> _TASK ITEM_
Return, character for character, the lines from the one bearing "of the blue" through the end of the material. Omit everything before that line.
---------- AVAILABLE RECORDS
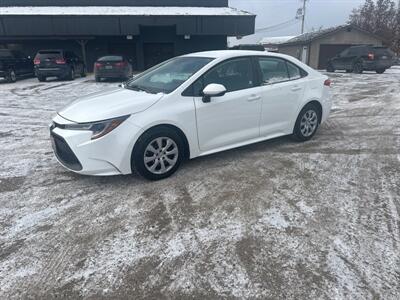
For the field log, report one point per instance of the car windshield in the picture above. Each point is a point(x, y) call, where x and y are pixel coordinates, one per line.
point(111, 58)
point(5, 53)
point(167, 76)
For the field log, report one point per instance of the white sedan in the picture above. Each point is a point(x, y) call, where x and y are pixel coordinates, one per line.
point(190, 106)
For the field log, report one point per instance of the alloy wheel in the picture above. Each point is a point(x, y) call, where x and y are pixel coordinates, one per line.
point(13, 76)
point(161, 155)
point(309, 123)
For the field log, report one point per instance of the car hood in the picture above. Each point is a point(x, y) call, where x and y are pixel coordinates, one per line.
point(111, 103)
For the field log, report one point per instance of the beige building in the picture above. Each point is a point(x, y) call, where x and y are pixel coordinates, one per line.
point(316, 48)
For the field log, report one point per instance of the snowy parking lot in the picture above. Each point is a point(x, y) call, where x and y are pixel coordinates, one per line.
point(275, 220)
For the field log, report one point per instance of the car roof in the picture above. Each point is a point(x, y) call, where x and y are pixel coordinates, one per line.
point(232, 53)
point(51, 50)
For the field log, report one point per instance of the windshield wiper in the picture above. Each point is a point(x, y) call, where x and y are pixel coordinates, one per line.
point(139, 88)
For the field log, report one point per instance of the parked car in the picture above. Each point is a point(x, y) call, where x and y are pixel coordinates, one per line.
point(112, 67)
point(62, 64)
point(362, 58)
point(190, 106)
point(14, 64)
point(255, 47)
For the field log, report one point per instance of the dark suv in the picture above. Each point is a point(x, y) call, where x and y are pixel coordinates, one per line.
point(14, 64)
point(362, 58)
point(58, 63)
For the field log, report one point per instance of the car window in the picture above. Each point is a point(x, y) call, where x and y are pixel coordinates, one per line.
point(382, 51)
point(344, 53)
point(235, 74)
point(49, 55)
point(111, 58)
point(273, 70)
point(169, 75)
point(294, 71)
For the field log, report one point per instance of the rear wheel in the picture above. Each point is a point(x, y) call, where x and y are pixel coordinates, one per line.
point(358, 68)
point(307, 123)
point(11, 76)
point(158, 153)
point(330, 68)
point(71, 74)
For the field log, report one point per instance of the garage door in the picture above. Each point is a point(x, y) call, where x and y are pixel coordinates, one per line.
point(326, 52)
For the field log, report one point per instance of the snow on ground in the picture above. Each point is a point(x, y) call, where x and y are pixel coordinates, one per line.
point(275, 220)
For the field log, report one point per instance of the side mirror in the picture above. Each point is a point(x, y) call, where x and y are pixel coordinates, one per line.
point(213, 90)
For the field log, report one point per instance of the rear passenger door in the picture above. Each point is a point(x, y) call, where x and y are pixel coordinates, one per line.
point(282, 90)
point(18, 63)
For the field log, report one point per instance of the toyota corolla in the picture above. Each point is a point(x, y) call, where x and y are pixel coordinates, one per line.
point(190, 106)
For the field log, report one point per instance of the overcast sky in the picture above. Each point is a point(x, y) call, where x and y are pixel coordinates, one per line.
point(325, 13)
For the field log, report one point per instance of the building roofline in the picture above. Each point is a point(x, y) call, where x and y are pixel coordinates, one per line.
point(325, 34)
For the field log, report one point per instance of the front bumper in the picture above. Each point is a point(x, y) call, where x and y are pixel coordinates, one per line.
point(108, 155)
point(115, 73)
point(376, 65)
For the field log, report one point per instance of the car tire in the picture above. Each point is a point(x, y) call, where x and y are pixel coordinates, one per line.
point(42, 78)
point(358, 68)
point(71, 74)
point(330, 68)
point(158, 153)
point(307, 123)
point(11, 76)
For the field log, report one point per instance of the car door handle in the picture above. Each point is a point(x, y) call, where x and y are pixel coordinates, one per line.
point(296, 88)
point(253, 98)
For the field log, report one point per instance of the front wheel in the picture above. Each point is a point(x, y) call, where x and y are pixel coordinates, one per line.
point(330, 68)
point(307, 123)
point(158, 153)
point(358, 68)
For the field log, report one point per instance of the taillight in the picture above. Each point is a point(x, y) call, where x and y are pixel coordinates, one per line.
point(371, 56)
point(328, 83)
point(120, 64)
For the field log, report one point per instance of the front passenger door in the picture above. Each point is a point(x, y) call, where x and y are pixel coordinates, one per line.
point(234, 117)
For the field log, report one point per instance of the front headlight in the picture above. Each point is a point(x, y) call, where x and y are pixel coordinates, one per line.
point(98, 129)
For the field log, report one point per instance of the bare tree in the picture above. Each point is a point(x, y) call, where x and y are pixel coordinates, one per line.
point(381, 17)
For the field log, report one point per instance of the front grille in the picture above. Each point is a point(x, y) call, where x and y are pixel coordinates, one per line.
point(64, 153)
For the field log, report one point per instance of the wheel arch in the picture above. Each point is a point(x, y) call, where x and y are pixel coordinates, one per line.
point(318, 105)
point(172, 127)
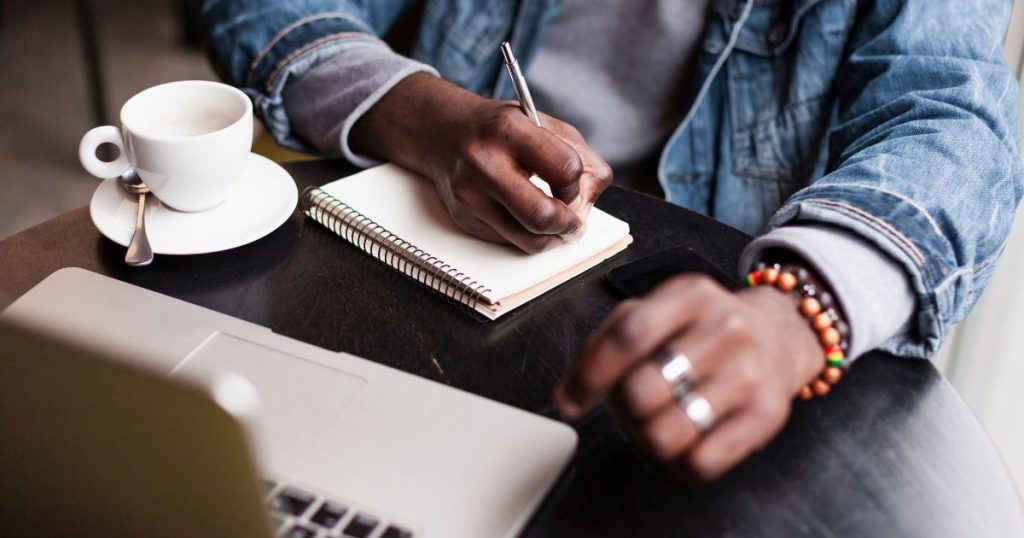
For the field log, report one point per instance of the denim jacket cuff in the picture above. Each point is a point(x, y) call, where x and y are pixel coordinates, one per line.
point(295, 50)
point(889, 220)
point(871, 288)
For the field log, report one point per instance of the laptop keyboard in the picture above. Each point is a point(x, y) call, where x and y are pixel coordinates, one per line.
point(299, 513)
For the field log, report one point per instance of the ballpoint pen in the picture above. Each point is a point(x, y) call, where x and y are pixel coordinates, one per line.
point(519, 83)
point(526, 104)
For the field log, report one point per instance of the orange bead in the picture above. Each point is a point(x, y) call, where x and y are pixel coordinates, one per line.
point(786, 281)
point(833, 375)
point(810, 306)
point(829, 336)
point(821, 322)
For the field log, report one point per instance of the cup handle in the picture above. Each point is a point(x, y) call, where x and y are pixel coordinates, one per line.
point(87, 153)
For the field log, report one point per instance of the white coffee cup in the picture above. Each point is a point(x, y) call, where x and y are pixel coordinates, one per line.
point(188, 140)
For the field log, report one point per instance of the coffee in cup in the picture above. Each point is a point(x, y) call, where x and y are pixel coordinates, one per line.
point(188, 140)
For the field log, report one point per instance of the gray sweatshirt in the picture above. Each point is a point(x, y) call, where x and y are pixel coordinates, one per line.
point(615, 71)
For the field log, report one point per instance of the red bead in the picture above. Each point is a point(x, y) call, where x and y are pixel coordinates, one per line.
point(829, 336)
point(810, 306)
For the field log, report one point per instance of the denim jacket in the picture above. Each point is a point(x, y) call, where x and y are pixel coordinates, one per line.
point(893, 119)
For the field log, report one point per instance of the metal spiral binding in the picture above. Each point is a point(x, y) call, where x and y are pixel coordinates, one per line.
point(373, 239)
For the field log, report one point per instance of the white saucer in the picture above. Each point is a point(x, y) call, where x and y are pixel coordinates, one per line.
point(264, 198)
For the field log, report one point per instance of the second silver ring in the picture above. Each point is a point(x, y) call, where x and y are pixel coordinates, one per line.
point(677, 369)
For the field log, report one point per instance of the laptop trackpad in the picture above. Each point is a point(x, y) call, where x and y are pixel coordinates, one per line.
point(297, 399)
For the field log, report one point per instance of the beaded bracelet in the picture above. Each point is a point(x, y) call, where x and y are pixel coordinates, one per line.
point(817, 305)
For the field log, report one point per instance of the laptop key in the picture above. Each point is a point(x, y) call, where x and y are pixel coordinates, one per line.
point(360, 527)
point(292, 501)
point(329, 514)
point(396, 532)
point(299, 531)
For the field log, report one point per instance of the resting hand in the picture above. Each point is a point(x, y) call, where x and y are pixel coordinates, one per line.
point(751, 353)
point(480, 154)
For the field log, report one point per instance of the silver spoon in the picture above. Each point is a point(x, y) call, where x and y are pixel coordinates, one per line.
point(139, 252)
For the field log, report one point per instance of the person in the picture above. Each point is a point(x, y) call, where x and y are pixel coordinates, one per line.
point(870, 147)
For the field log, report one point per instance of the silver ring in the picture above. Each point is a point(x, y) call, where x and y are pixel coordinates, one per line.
point(698, 411)
point(676, 369)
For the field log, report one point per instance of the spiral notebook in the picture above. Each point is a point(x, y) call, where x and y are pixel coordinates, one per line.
point(395, 216)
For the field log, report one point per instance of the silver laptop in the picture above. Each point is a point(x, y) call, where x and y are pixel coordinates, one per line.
point(173, 411)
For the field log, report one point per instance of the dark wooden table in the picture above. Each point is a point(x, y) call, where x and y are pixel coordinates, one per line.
point(893, 451)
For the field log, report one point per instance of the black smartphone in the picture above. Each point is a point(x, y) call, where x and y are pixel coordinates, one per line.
point(639, 277)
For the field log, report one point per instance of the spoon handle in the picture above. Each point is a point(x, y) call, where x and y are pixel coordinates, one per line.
point(139, 252)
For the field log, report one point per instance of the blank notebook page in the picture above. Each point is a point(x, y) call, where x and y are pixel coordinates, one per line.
point(408, 206)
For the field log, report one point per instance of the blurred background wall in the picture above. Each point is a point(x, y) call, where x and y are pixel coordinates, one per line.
point(46, 105)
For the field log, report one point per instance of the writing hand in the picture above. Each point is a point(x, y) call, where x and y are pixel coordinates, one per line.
point(480, 155)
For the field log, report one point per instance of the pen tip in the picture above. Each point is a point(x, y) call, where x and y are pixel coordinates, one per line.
point(507, 52)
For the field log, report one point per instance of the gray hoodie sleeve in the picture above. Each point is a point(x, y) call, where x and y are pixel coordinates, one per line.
point(328, 99)
point(872, 289)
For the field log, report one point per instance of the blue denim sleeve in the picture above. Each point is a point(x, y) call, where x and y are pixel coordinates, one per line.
point(924, 159)
point(258, 45)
--------------------
> _SOLUTION TO THE PROBLEM_
For the field log, report one point per instance of the blue denim sleeve in the picture above. Each point is a point(x, y) call, where x and y are pixel coordinates, one per line.
point(924, 159)
point(258, 45)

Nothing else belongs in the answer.